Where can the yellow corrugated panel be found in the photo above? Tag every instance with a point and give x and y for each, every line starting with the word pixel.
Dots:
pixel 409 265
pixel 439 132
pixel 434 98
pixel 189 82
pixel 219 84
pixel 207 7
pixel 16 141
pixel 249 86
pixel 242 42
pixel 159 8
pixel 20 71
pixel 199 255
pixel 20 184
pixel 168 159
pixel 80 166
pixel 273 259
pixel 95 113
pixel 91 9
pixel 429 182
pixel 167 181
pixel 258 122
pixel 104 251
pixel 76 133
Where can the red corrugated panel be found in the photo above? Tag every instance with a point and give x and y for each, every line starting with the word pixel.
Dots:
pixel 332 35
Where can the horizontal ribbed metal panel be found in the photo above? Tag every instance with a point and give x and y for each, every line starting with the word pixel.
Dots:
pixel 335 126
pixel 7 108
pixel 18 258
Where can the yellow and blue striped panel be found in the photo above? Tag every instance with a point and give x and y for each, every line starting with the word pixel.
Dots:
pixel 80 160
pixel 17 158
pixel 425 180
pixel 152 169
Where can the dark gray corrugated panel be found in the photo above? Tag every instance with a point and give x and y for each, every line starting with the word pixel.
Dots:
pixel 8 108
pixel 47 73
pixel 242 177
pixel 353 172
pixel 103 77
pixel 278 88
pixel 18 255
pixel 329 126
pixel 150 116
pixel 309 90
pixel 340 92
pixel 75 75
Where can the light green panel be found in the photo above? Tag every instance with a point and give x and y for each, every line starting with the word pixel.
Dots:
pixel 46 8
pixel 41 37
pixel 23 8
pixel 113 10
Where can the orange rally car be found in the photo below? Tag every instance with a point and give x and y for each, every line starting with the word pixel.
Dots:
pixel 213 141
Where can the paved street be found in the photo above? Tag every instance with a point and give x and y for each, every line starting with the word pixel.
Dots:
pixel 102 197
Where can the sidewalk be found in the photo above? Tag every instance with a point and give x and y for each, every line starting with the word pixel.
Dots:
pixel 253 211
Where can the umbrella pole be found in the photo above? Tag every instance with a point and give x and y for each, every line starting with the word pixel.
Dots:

--*--

## WHAT IS REQUIRED
Hand back the listing exactly. Include every line.

## YOUR RESPONSE
Where can the yellow corrugated panel be found in the photo above? Tag every instance with a point and give x and y for each, every line starting with the word pixel.
Dots:
pixel 409 265
pixel 439 132
pixel 434 98
pixel 189 82
pixel 219 84
pixel 207 7
pixel 16 141
pixel 249 86
pixel 242 42
pixel 159 8
pixel 20 71
pixel 199 255
pixel 20 184
pixel 168 159
pixel 80 166
pixel 273 259
pixel 95 113
pixel 91 9
pixel 429 182
pixel 167 181
pixel 258 122
pixel 104 251
pixel 76 133
Where can the red corrugated panel be found in the photo above? Tag every instance with a point and give x and y for each, every line starting with the word pixel.
Dots:
pixel 332 35
Where can the horizontal ribbed metal panel be found in the photo above? Tag every instance with a point and give x and y for each, every line starting with the word pixel.
Dots:
pixel 335 126
pixel 7 108
pixel 18 258
Where can the yellow and blue striped panel be found in the photo above? Tag every instance with a point and give x and y for each, every line starting with the word pixel.
Dots:
pixel 80 160
pixel 17 158
pixel 425 180
pixel 152 169
Where can the dark gray corrugated panel be found in the photo above? Tag every instance with a point and give x and y for each, every line starting with the word pixel.
Dots:
pixel 8 108
pixel 47 73
pixel 242 177
pixel 353 172
pixel 103 77
pixel 278 88
pixel 18 255
pixel 329 126
pixel 150 116
pixel 309 90
pixel 340 92
pixel 75 75
Where can the light green panel be found in the photo above? Tag every instance with a point and give x and y for each, every line starting with the word pixel.
Dots:
pixel 46 8
pixel 41 37
pixel 23 8
pixel 113 10
Where can the orange rally car be found in the photo below? Tag every instance with a point and give x and y for each, every line starting with the word pixel.
Dots:
pixel 213 141
Where can the paved street be found in the photo above? Tag every instance with a point and give x and y for each, every line starting with the word pixel.
Dots:
pixel 102 197
Where can the sidewalk be found in the photo above? Tag every instance with a point and give x and y for each, every line starting with the word pixel.
Dots:
pixel 253 211
Where can the umbrella pole be found in the photo above? Tag every instance with a point and give x and y for each, every line starting with the word pixel.
Dots:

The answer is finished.